▶ _WRITTEN PROBLEM_: How many lines in the entries below contain the string "water"? Reply with the number alone.

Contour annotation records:
:::

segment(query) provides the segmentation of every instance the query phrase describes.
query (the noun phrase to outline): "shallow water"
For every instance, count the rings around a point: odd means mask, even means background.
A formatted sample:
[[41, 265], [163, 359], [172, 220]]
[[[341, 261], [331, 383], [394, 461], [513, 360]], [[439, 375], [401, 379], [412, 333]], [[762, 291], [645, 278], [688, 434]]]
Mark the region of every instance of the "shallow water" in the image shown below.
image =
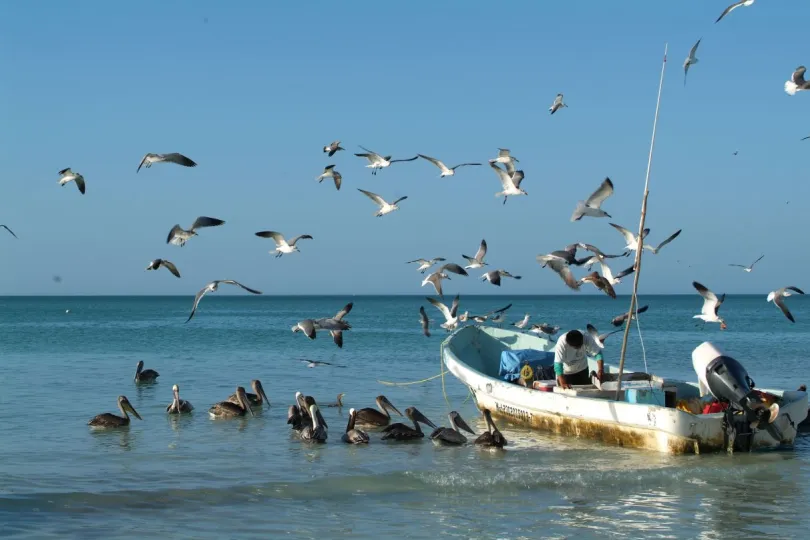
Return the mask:
[[[290, 327], [337, 312], [347, 301], [344, 349]], [[449, 299], [448, 299], [449, 300]], [[608, 330], [627, 298], [467, 297], [478, 313], [512, 302], [510, 321]], [[696, 325], [696, 296], [650, 296], [641, 315], [655, 373], [694, 379], [690, 353], [712, 340], [760, 387], [810, 382], [810, 322], [792, 297], [791, 325], [760, 297], [729, 296], [729, 330]], [[439, 448], [430, 442], [367, 447], [340, 442], [348, 407], [384, 393], [438, 425], [458, 410], [484, 427], [467, 390], [439, 373], [440, 329], [421, 335], [422, 297], [233, 297], [210, 295], [184, 324], [191, 298], [0, 298], [0, 536], [20, 538], [791, 538], [810, 518], [810, 439], [793, 451], [663, 456], [503, 425], [506, 452]], [[810, 304], [808, 304], [810, 305]], [[65, 313], [70, 309], [70, 313]], [[402, 314], [406, 315], [402, 315]], [[403, 320], [404, 317], [404, 320]], [[586, 318], [587, 317], [587, 318]], [[807, 319], [810, 321], [810, 318]], [[757, 326], [755, 326], [755, 324]], [[615, 362], [621, 334], [608, 340]], [[300, 358], [336, 364], [307, 368]], [[135, 365], [160, 372], [133, 382]], [[339, 367], [345, 366], [345, 367]], [[643, 369], [635, 328], [629, 369]], [[271, 407], [256, 417], [212, 420], [208, 407], [261, 379]], [[195, 406], [167, 417], [171, 385]], [[343, 409], [322, 407], [325, 445], [291, 434], [295, 391], [319, 403], [345, 392]], [[250, 390], [248, 390], [250, 391]], [[126, 395], [143, 421], [92, 431]]]

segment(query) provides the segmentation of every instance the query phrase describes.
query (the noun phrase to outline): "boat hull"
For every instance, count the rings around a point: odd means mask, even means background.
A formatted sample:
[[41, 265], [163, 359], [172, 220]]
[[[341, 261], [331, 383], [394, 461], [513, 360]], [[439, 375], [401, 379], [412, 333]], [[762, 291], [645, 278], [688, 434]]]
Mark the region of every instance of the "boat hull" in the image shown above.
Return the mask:
[[[723, 413], [695, 415], [676, 408], [571, 396], [527, 388], [497, 378], [493, 363], [499, 351], [517, 348], [551, 350], [544, 338], [496, 328], [466, 327], [442, 344], [447, 369], [471, 390], [476, 406], [508, 422], [607, 444], [668, 454], [699, 454], [727, 450]], [[494, 355], [498, 357], [494, 357]], [[463, 360], [462, 360], [463, 358]], [[615, 371], [606, 366], [607, 372]], [[679, 398], [697, 395], [697, 385], [658, 379], [677, 388]], [[783, 397], [774, 425], [781, 433], [755, 430], [751, 449], [791, 446], [796, 426], [807, 416], [804, 392], [768, 392]]]

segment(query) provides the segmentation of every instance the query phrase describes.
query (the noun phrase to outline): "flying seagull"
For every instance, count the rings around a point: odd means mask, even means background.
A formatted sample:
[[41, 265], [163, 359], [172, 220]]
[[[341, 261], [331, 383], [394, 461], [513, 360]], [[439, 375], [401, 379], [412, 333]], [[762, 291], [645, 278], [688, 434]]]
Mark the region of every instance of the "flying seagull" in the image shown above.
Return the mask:
[[419, 322], [422, 324], [422, 333], [425, 337], [430, 337], [430, 319], [425, 313], [425, 306], [419, 306]]
[[489, 281], [493, 285], [497, 285], [498, 287], [501, 286], [501, 278], [502, 277], [510, 277], [512, 279], [520, 279], [520, 276], [513, 276], [506, 270], [492, 270], [490, 272], [486, 272], [481, 276], [481, 281]]
[[460, 276], [467, 276], [467, 271], [464, 270], [462, 267], [457, 265], [456, 263], [447, 263], [441, 266], [437, 271], [428, 274], [425, 279], [422, 280], [422, 287], [431, 283], [433, 288], [436, 289], [436, 292], [439, 296], [444, 298], [444, 293], [442, 292], [442, 280], [443, 279], [450, 279], [450, 276], [447, 275], [447, 272], [452, 272], [454, 274], [458, 274]]
[[788, 95], [794, 95], [796, 92], [801, 90], [809, 90], [810, 89], [810, 82], [804, 80], [804, 72], [807, 71], [807, 68], [804, 66], [799, 66], [796, 68], [796, 71], [793, 72], [789, 81], [785, 81], [785, 92]]
[[335, 152], [337, 152], [338, 150], [346, 150], [345, 148], [340, 146], [340, 141], [332, 141], [331, 143], [323, 147], [323, 151], [328, 152], [329, 157], [334, 156]]
[[650, 246], [650, 245], [647, 245], [647, 244], [644, 244], [644, 248], [643, 248], [643, 249], [646, 249], [646, 250], [652, 251], [653, 255], [658, 255], [658, 252], [659, 252], [659, 251], [661, 251], [661, 248], [662, 248], [662, 247], [664, 247], [665, 245], [669, 244], [670, 242], [672, 242], [672, 241], [673, 241], [673, 240], [675, 240], [676, 238], [678, 238], [678, 235], [679, 235], [679, 234], [681, 234], [681, 229], [678, 229], [677, 231], [675, 231], [674, 233], [672, 233], [672, 234], [669, 236], [669, 238], [667, 238], [666, 240], [664, 240], [663, 242], [661, 242], [660, 244], [658, 244], [658, 245], [657, 245], [657, 246], [655, 246], [655, 247]]
[[65, 187], [70, 181], [76, 182], [76, 187], [79, 188], [79, 192], [84, 195], [85, 185], [84, 185], [84, 176], [80, 175], [79, 173], [75, 173], [70, 170], [70, 167], [67, 169], [62, 169], [59, 171], [59, 185]]
[[190, 160], [183, 154], [172, 152], [171, 154], [146, 154], [143, 156], [141, 163], [138, 165], [136, 173], [141, 170], [141, 167], [149, 168], [153, 163], [177, 163], [183, 167], [196, 167], [197, 164]]
[[[442, 315], [444, 315], [444, 322], [442, 324], [440, 324], [439, 326], [441, 326], [442, 328], [444, 328], [448, 332], [451, 331], [451, 330], [455, 330], [456, 327], [458, 326], [458, 323], [459, 323], [459, 320], [458, 320], [458, 295], [456, 295], [456, 297], [453, 299], [453, 304], [451, 305], [451, 307], [449, 309], [447, 308], [447, 306], [445, 306], [444, 304], [442, 304], [440, 301], [436, 300], [435, 298], [430, 298], [429, 296], [426, 297], [426, 298], [427, 298], [428, 302], [433, 304], [433, 306], [436, 309], [438, 309], [439, 311], [441, 311]], [[423, 328], [424, 328], [424, 322], [422, 324], [423, 324]]]
[[585, 201], [579, 201], [574, 213], [571, 215], [571, 221], [579, 221], [585, 216], [588, 217], [611, 217], [610, 214], [602, 210], [601, 205], [605, 199], [613, 195], [613, 182], [610, 178], [605, 180], [599, 185], [590, 197]]
[[509, 195], [528, 195], [525, 190], [520, 188], [520, 183], [523, 181], [524, 177], [523, 171], [515, 171], [514, 174], [510, 175], [507, 171], [498, 167], [495, 160], [489, 160], [489, 166], [492, 167], [492, 170], [498, 175], [501, 186], [503, 186], [503, 191], [499, 191], [495, 194], [496, 197], [503, 196], [503, 204], [506, 204], [506, 199]]
[[422, 155], [422, 154], [416, 154], [416, 155], [418, 157], [420, 157], [422, 159], [426, 159], [426, 160], [430, 161], [431, 163], [433, 163], [434, 165], [436, 165], [439, 168], [439, 170], [442, 171], [442, 173], [439, 175], [439, 178], [444, 178], [445, 176], [453, 176], [453, 175], [455, 175], [456, 174], [456, 169], [458, 169], [459, 167], [466, 167], [468, 165], [481, 165], [480, 163], [461, 163], [459, 165], [456, 165], [455, 167], [448, 167], [447, 165], [445, 165], [443, 162], [439, 161], [436, 158], [432, 158], [432, 157], [425, 156], [425, 155]]
[[335, 188], [340, 191], [340, 184], [343, 182], [343, 175], [335, 170], [334, 165], [327, 165], [324, 167], [323, 173], [315, 180], [317, 180], [320, 184], [323, 182], [324, 178], [332, 178], [335, 181]]
[[[616, 225], [615, 223], [611, 223], [610, 226], [615, 228], [617, 231], [622, 233], [622, 236], [624, 236], [624, 241], [627, 242], [627, 245], [625, 246], [625, 249], [627, 249], [628, 251], [635, 251], [635, 250], [638, 249], [638, 236], [631, 233], [630, 231], [628, 231], [624, 227], [622, 227], [620, 225]], [[642, 231], [642, 233], [641, 233], [642, 239], [646, 238], [648, 234], [650, 234], [650, 229], [644, 229], [644, 231]], [[658, 246], [658, 247], [660, 248], [662, 246], [663, 246], [663, 244], [661, 246]]]
[[200, 289], [200, 292], [198, 292], [197, 296], [194, 297], [194, 307], [191, 308], [191, 315], [188, 316], [188, 319], [186, 319], [186, 322], [190, 321], [191, 318], [194, 316], [194, 313], [197, 311], [197, 306], [200, 305], [200, 300], [202, 300], [202, 297], [205, 296], [206, 294], [210, 293], [210, 292], [215, 292], [217, 289], [219, 289], [219, 284], [220, 283], [227, 283], [228, 285], [236, 285], [237, 287], [242, 287], [243, 289], [245, 289], [249, 293], [262, 294], [261, 291], [251, 289], [250, 287], [245, 287], [244, 285], [242, 285], [238, 281], [234, 281], [232, 279], [218, 279], [218, 280], [212, 281], [211, 283], [209, 283], [208, 285], [206, 285], [205, 287]]
[[[12, 231], [11, 229], [8, 228], [8, 225], [0, 225], [0, 227], [3, 227], [5, 230], [7, 230], [9, 233], [11, 233], [11, 236], [13, 236], [14, 238], [17, 238], [17, 235], [14, 234], [14, 231]], [[17, 238], [17, 240], [19, 240], [19, 238]]]
[[[258, 236], [260, 238], [272, 238], [273, 239], [273, 242], [276, 243], [276, 249], [273, 250], [273, 251], [276, 252], [276, 258], [281, 257], [285, 253], [293, 253], [293, 252], [296, 252], [296, 251], [300, 252], [301, 250], [298, 249], [298, 246], [295, 245], [295, 243], [298, 242], [299, 240], [302, 240], [302, 239], [312, 240], [312, 237], [310, 235], [301, 234], [301, 235], [296, 236], [295, 238], [293, 238], [289, 242], [287, 242], [287, 240], [284, 239], [284, 236], [282, 236], [281, 233], [277, 233], [276, 231], [259, 231], [259, 232], [256, 233], [256, 236]], [[273, 251], [271, 251], [270, 253], [273, 253]]]
[[754, 0], [740, 0], [739, 2], [735, 2], [735, 3], [731, 4], [730, 6], [728, 6], [728, 7], [727, 7], [727, 8], [726, 8], [726, 9], [723, 11], [723, 13], [721, 13], [721, 14], [720, 14], [720, 16], [719, 16], [719, 17], [717, 17], [717, 20], [716, 20], [716, 21], [714, 21], [714, 24], [719, 23], [719, 22], [720, 22], [720, 19], [722, 19], [723, 17], [725, 17], [726, 15], [728, 15], [729, 13], [731, 13], [732, 11], [734, 11], [735, 9], [737, 9], [738, 7], [740, 7], [740, 6], [745, 6], [745, 7], [748, 7], [748, 6], [750, 6], [751, 4], [753, 4], [753, 3], [754, 3]]
[[607, 279], [603, 278], [596, 272], [591, 272], [584, 278], [580, 279], [579, 282], [592, 283], [594, 287], [604, 292], [606, 295], [610, 296], [611, 298], [616, 298], [616, 291], [613, 290], [613, 285], [611, 285]]
[[720, 309], [720, 305], [723, 303], [723, 300], [726, 299], [726, 295], [721, 294], [717, 296], [697, 281], [693, 281], [692, 286], [697, 290], [700, 296], [703, 297], [703, 307], [700, 313], [693, 315], [692, 318], [703, 319], [705, 322], [718, 322], [720, 323], [720, 329], [725, 330], [727, 328], [726, 321], [717, 315], [717, 310]]
[[431, 266], [433, 266], [437, 262], [442, 262], [444, 260], [445, 260], [444, 257], [436, 257], [435, 259], [414, 259], [412, 261], [406, 262], [405, 264], [411, 264], [411, 263], [418, 262], [419, 263], [419, 268], [417, 268], [416, 270], [420, 274], [424, 274], [425, 270], [427, 270], [428, 268], [430, 268]]
[[[358, 146], [360, 146], [360, 145], [358, 145]], [[368, 160], [368, 165], [366, 165], [366, 167], [371, 168], [371, 174], [377, 174], [378, 169], [384, 169], [386, 167], [390, 167], [392, 163], [397, 163], [397, 162], [400, 162], [400, 161], [414, 161], [415, 159], [417, 159], [419, 157], [419, 156], [413, 156], [412, 158], [409, 158], [409, 159], [391, 159], [391, 156], [384, 156], [383, 157], [380, 154], [378, 154], [377, 152], [372, 152], [371, 150], [369, 150], [368, 148], [365, 148], [363, 146], [360, 146], [360, 148], [365, 150], [367, 153], [365, 153], [365, 154], [355, 154], [355, 156], [364, 157], [364, 158], [366, 158]]]
[[189, 230], [183, 229], [180, 225], [172, 227], [172, 230], [169, 231], [169, 236], [166, 238], [166, 243], [183, 247], [192, 236], [197, 236], [197, 229], [201, 229], [202, 227], [218, 227], [224, 223], [225, 222], [221, 219], [200, 216], [194, 220]]
[[796, 319], [793, 318], [793, 315], [790, 313], [790, 310], [785, 305], [785, 297], [792, 296], [792, 293], [790, 291], [797, 292], [799, 294], [804, 294], [804, 291], [791, 285], [789, 287], [782, 287], [781, 289], [776, 289], [775, 291], [771, 291], [770, 293], [768, 293], [768, 302], [773, 302], [774, 304], [776, 304], [776, 307], [782, 310], [782, 313], [785, 314], [785, 317], [787, 317], [790, 322], [795, 323]]
[[[700, 38], [703, 39], [703, 38]], [[686, 86], [686, 75], [689, 73], [689, 66], [698, 63], [697, 56], [695, 53], [697, 52], [697, 47], [700, 45], [700, 39], [692, 45], [692, 48], [689, 50], [689, 56], [686, 57], [686, 60], [683, 62], [683, 85]]]
[[[632, 318], [635, 319], [639, 313], [644, 313], [645, 311], [647, 311], [647, 309], [649, 309], [649, 307], [650, 306], [642, 306], [638, 308], [636, 310], [636, 314], [633, 315]], [[627, 320], [627, 313], [622, 313], [621, 315], [616, 315], [615, 317], [613, 317], [613, 319], [610, 321], [610, 324], [612, 324], [613, 326], [621, 326], [626, 320]]]
[[562, 107], [568, 107], [568, 105], [562, 102], [562, 94], [557, 94], [557, 97], [554, 98], [554, 103], [551, 104], [548, 110], [551, 114], [554, 114]]
[[154, 261], [149, 263], [149, 266], [146, 267], [147, 270], [157, 270], [160, 267], [165, 268], [172, 274], [177, 277], [180, 277], [180, 272], [177, 271], [177, 267], [174, 263], [167, 261], [166, 259], [155, 259]]
[[303, 332], [309, 339], [315, 339], [318, 330], [326, 330], [332, 335], [332, 340], [338, 348], [343, 348], [343, 332], [351, 330], [352, 325], [343, 320], [343, 317], [349, 314], [354, 306], [354, 302], [349, 302], [343, 309], [338, 311], [334, 317], [325, 317], [322, 319], [304, 319], [298, 321], [292, 327], [293, 333]]
[[380, 205], [380, 209], [374, 213], [374, 215], [377, 217], [384, 216], [385, 214], [390, 214], [394, 210], [399, 210], [399, 206], [397, 206], [397, 203], [400, 201], [404, 201], [405, 199], [408, 198], [408, 196], [406, 195], [404, 197], [400, 197], [391, 204], [388, 204], [387, 202], [385, 202], [385, 199], [383, 199], [376, 193], [372, 193], [370, 191], [366, 191], [365, 189], [360, 188], [357, 188], [357, 191], [359, 191], [360, 193], [362, 193], [363, 195], [365, 195], [366, 197], [368, 197], [369, 199]]
[[465, 266], [465, 270], [470, 270], [473, 268], [482, 268], [487, 265], [484, 262], [484, 256], [487, 254], [487, 241], [481, 240], [481, 245], [478, 246], [478, 251], [475, 253], [475, 257], [468, 257], [467, 255], [462, 254], [461, 256], [467, 259], [467, 262], [470, 264]]
[[764, 257], [764, 256], [765, 255], [760, 255], [759, 259], [755, 260], [754, 262], [752, 262], [748, 266], [745, 266], [745, 265], [742, 265], [742, 264], [729, 264], [729, 266], [739, 266], [740, 268], [742, 268], [746, 272], [750, 272], [751, 270], [754, 269], [754, 265], [757, 264], [760, 260], [762, 260], [762, 257]]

:::

▶ _TASK RESULT_: 2